## Exercise objective
Copy out each of the following items word for word, leaving nothing out.

## Task data

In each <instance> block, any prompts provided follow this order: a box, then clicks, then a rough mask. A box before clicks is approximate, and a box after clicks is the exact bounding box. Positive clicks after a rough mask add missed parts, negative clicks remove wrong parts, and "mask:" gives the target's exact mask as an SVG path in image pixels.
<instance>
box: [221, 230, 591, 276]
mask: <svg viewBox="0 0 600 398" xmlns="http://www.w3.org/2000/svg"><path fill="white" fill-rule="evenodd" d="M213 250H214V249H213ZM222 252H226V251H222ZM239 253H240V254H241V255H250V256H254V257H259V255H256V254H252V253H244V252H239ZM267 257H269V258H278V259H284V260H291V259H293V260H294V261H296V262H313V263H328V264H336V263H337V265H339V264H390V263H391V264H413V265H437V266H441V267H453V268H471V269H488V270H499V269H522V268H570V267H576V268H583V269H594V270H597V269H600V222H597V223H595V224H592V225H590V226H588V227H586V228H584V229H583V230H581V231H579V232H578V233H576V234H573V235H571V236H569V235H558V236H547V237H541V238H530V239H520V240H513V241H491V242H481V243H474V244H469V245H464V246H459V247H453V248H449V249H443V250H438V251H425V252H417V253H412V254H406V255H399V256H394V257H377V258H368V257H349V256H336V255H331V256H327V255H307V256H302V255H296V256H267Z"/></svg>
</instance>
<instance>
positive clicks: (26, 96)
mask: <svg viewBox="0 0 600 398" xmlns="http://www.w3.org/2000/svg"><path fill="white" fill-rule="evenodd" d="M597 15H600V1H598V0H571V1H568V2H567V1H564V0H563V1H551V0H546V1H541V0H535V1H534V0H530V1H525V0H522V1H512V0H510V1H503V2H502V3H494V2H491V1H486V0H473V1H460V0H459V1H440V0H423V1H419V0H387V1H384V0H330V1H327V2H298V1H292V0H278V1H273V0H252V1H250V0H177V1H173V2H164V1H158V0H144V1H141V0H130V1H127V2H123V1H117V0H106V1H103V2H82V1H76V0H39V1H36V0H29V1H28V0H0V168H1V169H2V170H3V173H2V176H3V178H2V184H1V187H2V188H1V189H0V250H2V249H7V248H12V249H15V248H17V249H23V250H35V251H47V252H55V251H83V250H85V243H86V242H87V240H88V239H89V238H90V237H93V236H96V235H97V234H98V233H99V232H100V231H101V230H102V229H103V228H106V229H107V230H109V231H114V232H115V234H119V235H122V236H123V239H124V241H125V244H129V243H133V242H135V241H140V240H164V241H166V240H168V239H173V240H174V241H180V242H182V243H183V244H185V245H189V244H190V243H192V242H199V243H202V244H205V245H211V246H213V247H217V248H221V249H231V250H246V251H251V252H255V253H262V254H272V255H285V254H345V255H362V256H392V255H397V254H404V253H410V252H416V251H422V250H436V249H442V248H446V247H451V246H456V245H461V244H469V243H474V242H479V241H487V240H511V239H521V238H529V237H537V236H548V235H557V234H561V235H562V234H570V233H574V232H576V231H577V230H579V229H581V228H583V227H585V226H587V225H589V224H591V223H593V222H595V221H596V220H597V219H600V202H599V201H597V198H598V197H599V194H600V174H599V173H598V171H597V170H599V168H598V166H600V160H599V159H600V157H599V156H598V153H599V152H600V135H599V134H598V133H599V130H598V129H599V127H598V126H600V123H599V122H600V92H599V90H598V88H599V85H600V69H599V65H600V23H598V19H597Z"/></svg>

## Solution
In each <instance> block, any prompts provided follow this order: a box, then clicks, then a rough mask. A box before clicks is approximate, and a box after clicks is the exact bounding box. Positive clicks after a rough mask add missed parts, negative clicks remove wrong parts, and "mask:" gives the target's exact mask as an SVG path in image pixels.
<instance>
box: [221, 230, 591, 276]
mask: <svg viewBox="0 0 600 398" xmlns="http://www.w3.org/2000/svg"><path fill="white" fill-rule="evenodd" d="M213 250H214V249H213ZM222 252H226V251H222ZM239 253H240V254H241V255H250V256H254V257H259V255H256V254H252V253H244V252H239ZM267 257H269V258H278V259H284V260H291V259H293V260H294V261H296V262H313V263H328V264H336V263H337V265H339V264H390V263H391V264H413V265H437V266H441V267H453V268H471V269H488V270H499V269H522V268H570V267H576V268H583V269H594V270H597V269H600V222H597V223H595V224H592V225H590V226H588V227H586V228H584V229H583V230H581V231H579V232H578V233H576V234H573V235H571V236H569V235H558V236H547V237H541V238H530V239H520V240H513V241H491V242H481V243H474V244H469V245H464V246H459V247H453V248H449V249H443V250H438V251H425V252H417V253H412V254H406V255H399V256H394V257H377V258H368V257H349V256H336V255H331V256H327V255H307V256H302V255H296V256H267Z"/></svg>
</instance>
<instance>
positive clicks: (26, 96)
mask: <svg viewBox="0 0 600 398" xmlns="http://www.w3.org/2000/svg"><path fill="white" fill-rule="evenodd" d="M597 15H600V1H598V0H571V1H568V2H567V1H564V0H563V1H551V0H546V1H541V0H535V1H534V0H530V1H525V0H522V1H512V0H510V1H503V2H502V3H494V2H491V1H486V0H473V1H460V0H459V1H440V0H423V1H419V0H387V1H384V0H330V1H327V2H298V1H292V0H278V1H273V0H252V1H250V0H177V1H173V2H164V1H158V0H144V1H141V0H130V1H127V2H123V1H117V0H106V1H103V2H82V1H76V0H39V1H36V0H29V1H28V0H0V168H1V169H2V170H3V173H2V176H3V178H2V184H1V187H2V188H1V189H0V250H2V249H7V248H12V249H15V248H17V249H23V250H35V251H47V252H55V251H83V250H85V243H86V242H87V240H88V239H89V238H90V237H93V236H96V235H97V234H98V233H99V232H100V231H101V230H102V229H103V228H106V229H107V230H109V231H114V232H115V234H119V235H122V236H123V239H124V241H125V244H129V243H133V242H135V241H140V240H164V241H166V240H168V239H173V240H174V241H180V242H182V243H183V244H185V245H189V244H190V243H192V242H199V243H202V244H205V245H211V246H213V247H217V248H221V249H231V250H246V251H251V252H255V253H262V254H272V255H285V254H345V255H362V256H392V255H397V254H404V253H410V252H416V251H422V250H436V249H442V248H446V247H451V246H456V245H461V244H469V243H474V242H479V241H487V240H511V239H521V238H529V237H537V236H548V235H557V234H561V235H562V234H570V233H574V232H576V231H577V230H579V229H581V228H583V227H585V226H587V225H589V224H591V223H593V222H595V221H596V220H597V219H600V202H599V201H597V198H598V197H599V194H600V174H599V173H598V171H597V170H599V168H598V166H600V160H599V159H600V157H599V156H598V153H599V152H600V135H599V134H598V133H599V130H598V129H599V127H598V126H600V123H599V122H600V92H599V90H598V88H599V85H600V69H599V65H600V23H598V19H597Z"/></svg>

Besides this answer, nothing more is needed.